-- Records follows --
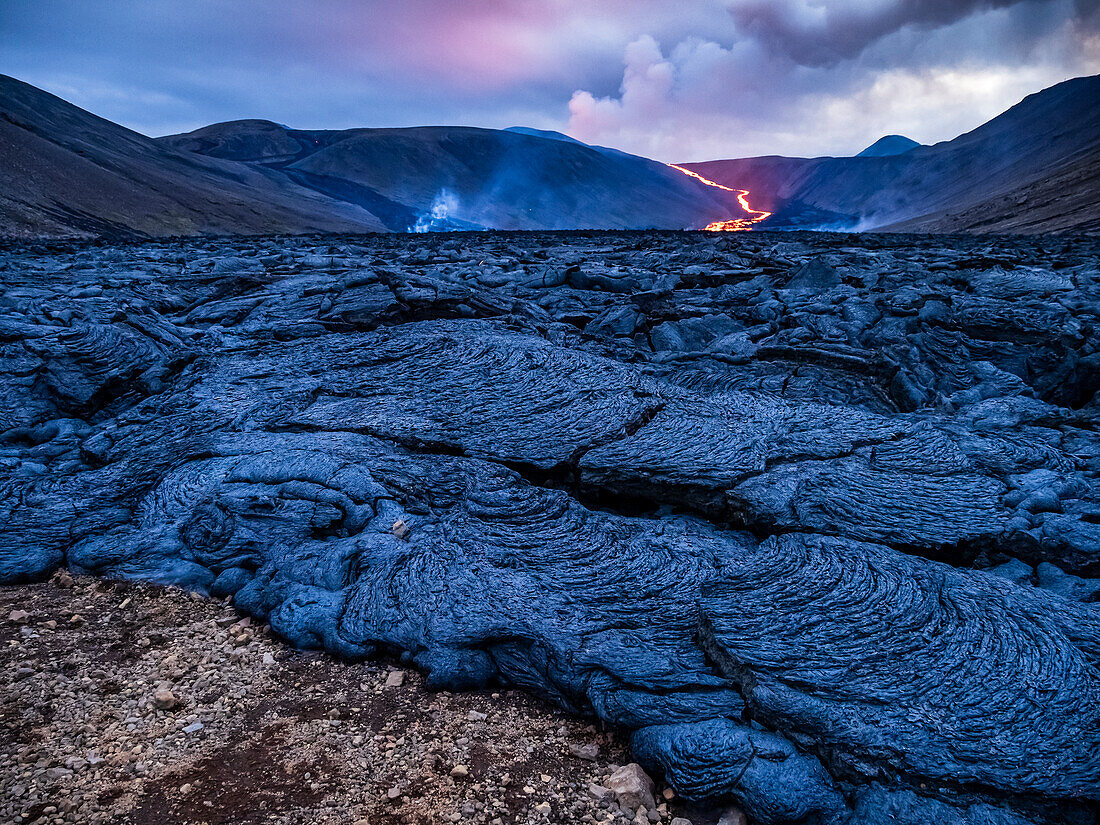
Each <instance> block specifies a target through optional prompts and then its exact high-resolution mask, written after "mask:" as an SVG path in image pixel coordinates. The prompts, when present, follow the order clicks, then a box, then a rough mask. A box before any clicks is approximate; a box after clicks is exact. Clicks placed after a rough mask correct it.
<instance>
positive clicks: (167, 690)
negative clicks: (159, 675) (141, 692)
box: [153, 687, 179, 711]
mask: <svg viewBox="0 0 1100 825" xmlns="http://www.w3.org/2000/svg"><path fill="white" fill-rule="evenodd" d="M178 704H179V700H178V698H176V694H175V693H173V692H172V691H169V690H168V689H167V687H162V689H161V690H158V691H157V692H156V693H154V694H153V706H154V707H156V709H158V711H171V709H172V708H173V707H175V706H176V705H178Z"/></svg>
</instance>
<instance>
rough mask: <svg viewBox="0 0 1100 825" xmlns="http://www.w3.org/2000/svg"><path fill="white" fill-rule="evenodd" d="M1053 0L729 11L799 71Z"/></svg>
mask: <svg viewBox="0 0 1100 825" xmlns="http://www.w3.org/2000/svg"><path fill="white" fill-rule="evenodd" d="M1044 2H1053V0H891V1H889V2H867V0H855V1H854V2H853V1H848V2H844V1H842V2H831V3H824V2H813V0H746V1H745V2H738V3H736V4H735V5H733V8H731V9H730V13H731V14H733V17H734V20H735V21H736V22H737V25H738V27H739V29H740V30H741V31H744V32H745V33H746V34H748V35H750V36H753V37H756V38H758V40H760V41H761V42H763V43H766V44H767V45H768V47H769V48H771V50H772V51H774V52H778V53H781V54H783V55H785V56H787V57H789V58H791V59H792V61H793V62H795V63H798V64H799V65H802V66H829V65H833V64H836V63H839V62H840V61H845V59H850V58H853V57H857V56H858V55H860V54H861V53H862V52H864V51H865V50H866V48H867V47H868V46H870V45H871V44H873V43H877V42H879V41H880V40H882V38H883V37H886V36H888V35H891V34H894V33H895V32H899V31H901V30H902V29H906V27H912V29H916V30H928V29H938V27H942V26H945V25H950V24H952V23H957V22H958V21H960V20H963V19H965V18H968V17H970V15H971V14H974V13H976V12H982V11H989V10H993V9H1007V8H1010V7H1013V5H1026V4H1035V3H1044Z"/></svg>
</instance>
-- Records concluded --
Instructions for the task: Could you put every line of the listing above into a JSON list of strings, one string per line, skipping any blank lines and leaving the pictures out?

Answer space:
[
  "Each <instance> block specifies a target through optional prompts and then its exact high-resolution mask, written after \"mask:\" as an SVG path in image pixel coordinates. The prompts, when present, follow the order clicks, then a box, then a rough mask. A box before any clicks is approximate; a box after clicks is exact. Clicks placed after a rough mask correct it.",
  "<instance>",
  "positive clicks: (167, 690)",
  "negative clicks: (159, 675) (141, 692)",
  "box: [153, 687, 179, 711]",
  "mask: <svg viewBox=\"0 0 1100 825\" xmlns=\"http://www.w3.org/2000/svg\"><path fill=\"white\" fill-rule=\"evenodd\" d=\"M178 704H179V700H178V698H176V694H175V693H173V692H172V691H169V690H168V689H167V687H162V689H161V690H158V691H157V692H156V693H154V694H153V706H154V707H156V709H158V711H171V709H172V708H173V707H175V706H176V705H178Z\"/></svg>",
  "</instance>",
  "<instance>",
  "rough mask: <svg viewBox=\"0 0 1100 825\" xmlns=\"http://www.w3.org/2000/svg\"><path fill=\"white\" fill-rule=\"evenodd\" d=\"M1053 0L729 11L799 71Z\"/></svg>",
  "mask: <svg viewBox=\"0 0 1100 825\" xmlns=\"http://www.w3.org/2000/svg\"><path fill=\"white\" fill-rule=\"evenodd\" d=\"M1044 2H1053V0H891V1H889V2H867V0H855V1H854V2H853V1H848V2H844V1H842V2H831V3H824V2H813V0H746V1H745V2H738V3H736V4H735V5H733V8H731V9H730V13H731V14H733V17H734V20H735V21H736V22H737V25H738V27H739V29H740V30H741V31H744V32H745V33H746V34H748V35H750V36H753V37H756V38H758V40H760V41H761V42H763V43H766V44H767V45H768V47H769V48H771V50H772V51H774V52H778V53H781V54H783V55H785V56H787V57H789V58H791V59H792V61H793V62H795V63H798V64H799V65H802V66H829V65H833V64H836V63H839V62H840V61H845V59H850V58H853V57H857V56H858V55H860V54H861V53H862V52H864V51H865V50H866V48H867V47H868V46H870V45H871V44H873V43H877V42H879V41H880V40H882V38H883V37H886V36H888V35H891V34H894V33H895V32H899V31H901V30H902V29H906V27H912V29H916V30H928V29H938V27H942V26H945V25H950V24H952V23H957V22H958V21H960V20H963V19H965V18H968V17H970V15H971V14H974V13H976V12H982V11H989V10H993V9H1007V8H1010V7H1013V5H1026V4H1035V3H1044Z\"/></svg>",
  "</instance>"
]